Begin Material shown
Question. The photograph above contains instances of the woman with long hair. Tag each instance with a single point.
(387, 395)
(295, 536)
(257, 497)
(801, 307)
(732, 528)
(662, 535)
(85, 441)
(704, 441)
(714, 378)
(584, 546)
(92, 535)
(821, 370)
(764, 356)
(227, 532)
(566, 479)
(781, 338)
End Material shown
• **What this task involves**
Rewrite the items above with "long hair" changed to "short hair" and nothing else altered.

• **Answer to this exercise**
Question. The photograph above contains instances of the woman with short hair. Tag each instance with a single point.
(387, 395)
(295, 536)
(257, 497)
(801, 307)
(732, 528)
(662, 535)
(85, 441)
(704, 441)
(714, 378)
(584, 546)
(92, 535)
(821, 370)
(764, 356)
(227, 532)
(566, 479)
(781, 338)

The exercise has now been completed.